With spelling and spacing unchanged, write out each line of the material.
++++++
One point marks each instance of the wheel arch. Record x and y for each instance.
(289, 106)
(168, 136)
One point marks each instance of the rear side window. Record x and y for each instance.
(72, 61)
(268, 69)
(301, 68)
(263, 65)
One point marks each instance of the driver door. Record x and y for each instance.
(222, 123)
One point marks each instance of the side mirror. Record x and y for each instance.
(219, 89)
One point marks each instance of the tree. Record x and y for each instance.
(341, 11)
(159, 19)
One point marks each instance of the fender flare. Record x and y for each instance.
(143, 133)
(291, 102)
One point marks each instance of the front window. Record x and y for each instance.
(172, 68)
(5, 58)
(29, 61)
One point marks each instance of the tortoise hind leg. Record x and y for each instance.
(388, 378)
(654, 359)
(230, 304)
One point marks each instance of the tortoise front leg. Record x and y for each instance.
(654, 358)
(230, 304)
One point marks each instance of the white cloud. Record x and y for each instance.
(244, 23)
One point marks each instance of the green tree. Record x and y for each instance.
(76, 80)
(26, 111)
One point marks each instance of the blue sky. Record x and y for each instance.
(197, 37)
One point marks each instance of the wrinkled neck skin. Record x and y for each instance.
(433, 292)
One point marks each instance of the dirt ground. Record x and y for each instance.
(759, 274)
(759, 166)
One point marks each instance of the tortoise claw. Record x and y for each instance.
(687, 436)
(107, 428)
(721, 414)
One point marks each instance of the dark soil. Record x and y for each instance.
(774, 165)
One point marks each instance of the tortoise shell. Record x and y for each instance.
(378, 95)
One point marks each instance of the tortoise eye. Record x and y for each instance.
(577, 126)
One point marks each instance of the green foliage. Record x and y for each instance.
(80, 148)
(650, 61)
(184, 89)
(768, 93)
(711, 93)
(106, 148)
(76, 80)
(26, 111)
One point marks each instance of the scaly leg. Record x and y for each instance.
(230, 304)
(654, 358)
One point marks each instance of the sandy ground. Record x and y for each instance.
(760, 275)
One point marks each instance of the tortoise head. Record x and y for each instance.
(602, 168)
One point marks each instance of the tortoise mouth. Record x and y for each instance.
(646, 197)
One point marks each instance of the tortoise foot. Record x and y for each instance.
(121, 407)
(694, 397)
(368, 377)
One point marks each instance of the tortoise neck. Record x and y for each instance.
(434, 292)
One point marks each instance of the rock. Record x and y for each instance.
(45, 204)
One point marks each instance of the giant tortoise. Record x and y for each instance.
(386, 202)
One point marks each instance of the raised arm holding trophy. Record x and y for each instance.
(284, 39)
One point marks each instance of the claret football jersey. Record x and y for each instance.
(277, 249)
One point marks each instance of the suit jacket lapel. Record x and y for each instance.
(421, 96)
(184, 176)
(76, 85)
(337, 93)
++++++
Exercise response
One point marks each instance of the wheel arch. Record x and y for each instance.
(289, 106)
(168, 136)
One point marks each instance of the rear side window. Record x and y for each instance.
(72, 61)
(268, 69)
(301, 68)
(263, 65)
One point marks each instance of the driver door. Record x and y for each instance.
(222, 123)
One point marks each instance of the side mirror. Record x and y for each instance.
(219, 89)
One point marks each instance of the tree. Record x and y for each instance.
(341, 11)
(159, 19)
One point marks each instance of the fender flare. Record x and y for each instance.
(143, 133)
(291, 102)
One point marks each instance of the front window. Record x and y for each instance.
(172, 68)
(5, 58)
(29, 61)
One point marks each instance of the tortoise hind leg. Record x and y for each instance.
(388, 378)
(654, 359)
(230, 304)
One point marks each instance of the tortoise front leg. Record x and y for each instance.
(654, 358)
(230, 304)
One point marks each instance of the white cloud. Record x and y for each instance.
(244, 23)
One point marks each instance of the green tree. Record x and y for each instance.
(76, 80)
(26, 111)
One point marks each instance of the blue sky. Record x and y for each instance.
(197, 37)
One point marks each instance of the wrinkled neck skin. Record x and y for each instance.
(433, 292)
One point marks each instance of the dirt ground. Record x and y for each instance.
(759, 274)
(759, 166)
One point marks each instance of the tortoise claw. Record x and y for each instance.
(687, 436)
(107, 428)
(721, 414)
One point marks each instance of the dark soil. Record x and y for each instance.
(774, 165)
One point marks each instance of the tortoise shell. Record x and y for each instance.
(378, 95)
One point marks each instance of the tortoise eye. Record x and y for each instance.
(577, 126)
One point marks each instance of the green foliage. Record x and y for each instance.
(80, 148)
(650, 61)
(184, 89)
(768, 93)
(711, 93)
(106, 148)
(76, 80)
(26, 111)
One point marks each instance of the scaly leg. Record x and y for each instance.
(230, 304)
(654, 358)
One point marks each instance of the sandy ground. Record x and y for each instance.
(760, 275)
One point marks each instance of the tortoise head. Record x and y for each instance.
(602, 168)
One point marks each instance of the tortoise mouth. Record x and y for each instance.
(646, 197)
One point marks each instance of the tortoise foot. Record x and y for each instance.
(121, 407)
(694, 397)
(368, 377)
One point marks each instance of the tortoise neck. Record x and y for each instance.
(434, 292)
One point marks each instance of the rock. Record x and y for each instance.
(45, 204)
One point marks each instance of the giant tortoise. Record x and y for each instance.
(386, 202)
One point marks each instance of the raised arm holding trophy. Record x and y for each instance.
(284, 39)
One point marks each instance of the claret football jersey. Record x and y for each instance.
(277, 249)
One point marks each instance of the suit jacket lapel. Record x and y for each instance.
(421, 96)
(184, 176)
(76, 85)
(337, 93)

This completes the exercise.